(Data extracted from a collection)
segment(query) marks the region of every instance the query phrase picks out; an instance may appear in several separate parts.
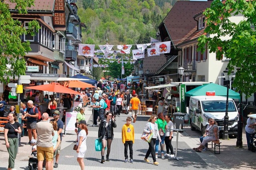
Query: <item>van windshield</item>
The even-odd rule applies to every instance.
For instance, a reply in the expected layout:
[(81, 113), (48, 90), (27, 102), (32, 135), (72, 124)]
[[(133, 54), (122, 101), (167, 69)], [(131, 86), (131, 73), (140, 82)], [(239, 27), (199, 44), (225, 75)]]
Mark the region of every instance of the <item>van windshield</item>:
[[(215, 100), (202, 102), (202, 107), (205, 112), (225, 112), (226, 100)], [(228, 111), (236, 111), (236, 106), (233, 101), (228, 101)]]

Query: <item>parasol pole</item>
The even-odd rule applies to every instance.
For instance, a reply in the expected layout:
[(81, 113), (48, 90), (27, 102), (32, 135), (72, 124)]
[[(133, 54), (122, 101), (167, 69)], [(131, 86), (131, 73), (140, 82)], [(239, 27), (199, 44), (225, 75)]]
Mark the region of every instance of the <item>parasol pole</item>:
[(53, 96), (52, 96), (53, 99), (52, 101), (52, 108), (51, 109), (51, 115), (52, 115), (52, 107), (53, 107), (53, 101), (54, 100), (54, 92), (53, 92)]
---
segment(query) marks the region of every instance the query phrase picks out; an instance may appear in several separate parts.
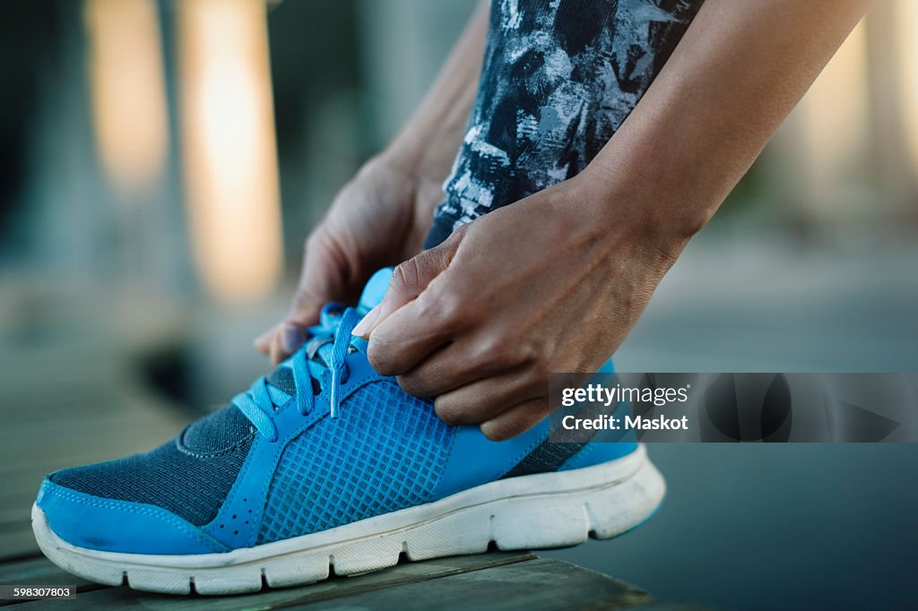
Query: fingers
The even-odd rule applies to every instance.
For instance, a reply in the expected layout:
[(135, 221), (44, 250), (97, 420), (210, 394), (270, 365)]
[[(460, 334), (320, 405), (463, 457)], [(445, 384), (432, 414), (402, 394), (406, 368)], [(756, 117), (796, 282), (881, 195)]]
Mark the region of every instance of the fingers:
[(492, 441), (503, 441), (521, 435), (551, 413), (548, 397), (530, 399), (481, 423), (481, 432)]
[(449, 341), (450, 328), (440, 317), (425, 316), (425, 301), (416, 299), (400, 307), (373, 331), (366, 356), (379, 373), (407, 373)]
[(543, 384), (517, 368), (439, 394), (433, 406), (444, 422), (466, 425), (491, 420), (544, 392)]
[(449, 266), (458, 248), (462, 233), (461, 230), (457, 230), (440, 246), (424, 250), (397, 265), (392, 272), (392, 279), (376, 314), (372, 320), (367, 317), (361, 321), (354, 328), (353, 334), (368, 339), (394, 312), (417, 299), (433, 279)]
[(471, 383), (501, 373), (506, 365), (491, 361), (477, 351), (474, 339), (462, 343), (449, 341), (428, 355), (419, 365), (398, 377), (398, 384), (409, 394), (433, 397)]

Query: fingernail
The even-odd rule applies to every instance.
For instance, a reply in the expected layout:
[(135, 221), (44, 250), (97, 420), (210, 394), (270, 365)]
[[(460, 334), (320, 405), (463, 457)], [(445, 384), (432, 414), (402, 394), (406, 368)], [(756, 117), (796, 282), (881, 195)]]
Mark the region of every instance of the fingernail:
---
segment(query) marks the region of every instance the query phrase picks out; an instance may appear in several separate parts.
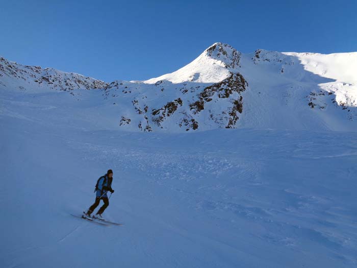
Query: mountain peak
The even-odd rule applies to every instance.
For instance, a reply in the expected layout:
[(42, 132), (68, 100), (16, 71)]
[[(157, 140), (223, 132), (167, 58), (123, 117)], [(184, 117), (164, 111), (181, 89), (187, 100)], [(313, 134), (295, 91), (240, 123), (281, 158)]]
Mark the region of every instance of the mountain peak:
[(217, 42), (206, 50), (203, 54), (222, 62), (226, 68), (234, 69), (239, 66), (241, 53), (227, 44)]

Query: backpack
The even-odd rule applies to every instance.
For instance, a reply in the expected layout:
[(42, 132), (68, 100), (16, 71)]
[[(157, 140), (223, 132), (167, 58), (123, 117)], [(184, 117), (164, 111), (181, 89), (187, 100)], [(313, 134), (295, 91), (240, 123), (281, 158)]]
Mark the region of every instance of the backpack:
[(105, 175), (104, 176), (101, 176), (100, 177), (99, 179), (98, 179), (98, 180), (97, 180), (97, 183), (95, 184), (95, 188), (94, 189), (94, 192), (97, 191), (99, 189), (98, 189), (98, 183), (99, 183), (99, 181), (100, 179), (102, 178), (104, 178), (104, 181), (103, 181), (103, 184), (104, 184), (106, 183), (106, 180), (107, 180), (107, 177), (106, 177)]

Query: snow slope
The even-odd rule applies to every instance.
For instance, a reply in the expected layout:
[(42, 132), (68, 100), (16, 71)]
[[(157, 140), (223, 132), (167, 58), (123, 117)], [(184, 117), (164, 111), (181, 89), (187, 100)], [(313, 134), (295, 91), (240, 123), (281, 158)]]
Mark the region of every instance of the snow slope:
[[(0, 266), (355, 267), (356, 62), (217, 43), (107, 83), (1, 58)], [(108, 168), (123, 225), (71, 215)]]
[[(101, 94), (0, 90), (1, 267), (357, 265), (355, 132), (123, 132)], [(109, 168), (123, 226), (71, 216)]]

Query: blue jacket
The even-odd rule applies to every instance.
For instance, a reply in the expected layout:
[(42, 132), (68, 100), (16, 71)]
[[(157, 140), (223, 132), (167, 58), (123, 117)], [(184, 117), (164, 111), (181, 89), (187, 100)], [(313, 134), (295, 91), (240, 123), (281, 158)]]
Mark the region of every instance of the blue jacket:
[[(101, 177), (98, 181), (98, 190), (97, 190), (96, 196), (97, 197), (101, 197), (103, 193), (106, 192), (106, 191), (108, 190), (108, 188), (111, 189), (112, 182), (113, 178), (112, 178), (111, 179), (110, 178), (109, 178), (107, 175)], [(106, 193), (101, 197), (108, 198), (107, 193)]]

> Task brief
Select every line of the listing above that holds the word "blue", and copy each of those lines.

> Task result
Query: blue jacket
Mark the region of every instance of the blue jacket:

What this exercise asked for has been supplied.